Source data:
+-------+

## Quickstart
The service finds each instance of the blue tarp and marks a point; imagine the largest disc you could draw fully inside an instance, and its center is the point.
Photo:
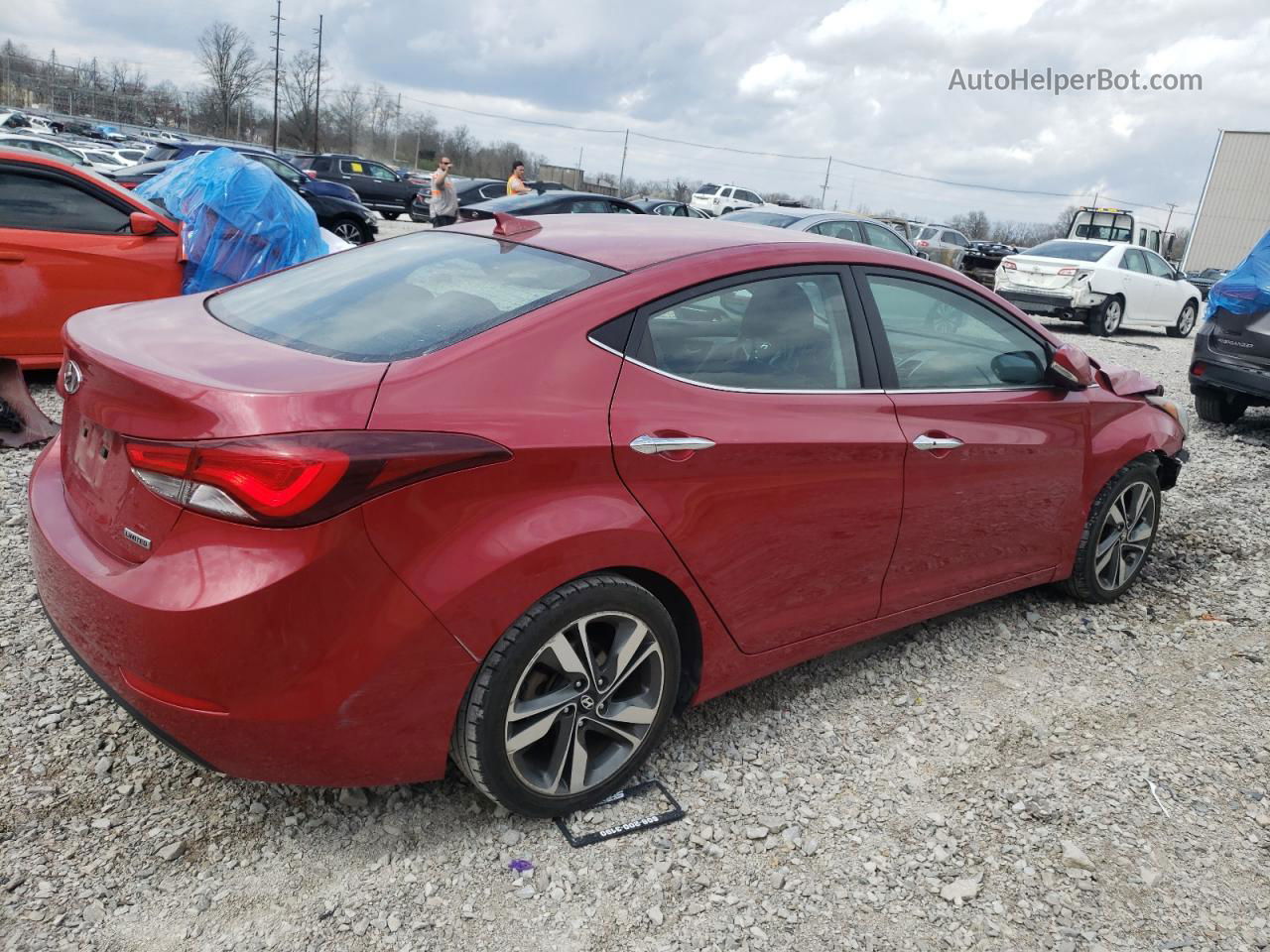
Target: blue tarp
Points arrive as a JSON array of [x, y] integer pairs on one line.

+-------+

**Do this**
Rewrite the items above with every "blue tarp" swapped for "green tarp" and nothing else changed. Leave the pictures out.

**Written response**
## Quickstart
The service finds each instance of the green tarp and marks a point; imagine the largest disc you could draw fully inside an instance, and its center is the point.
Photo:
Target: green tarp
Points arrive as a JSON array of [x, y] integer pairs on one line.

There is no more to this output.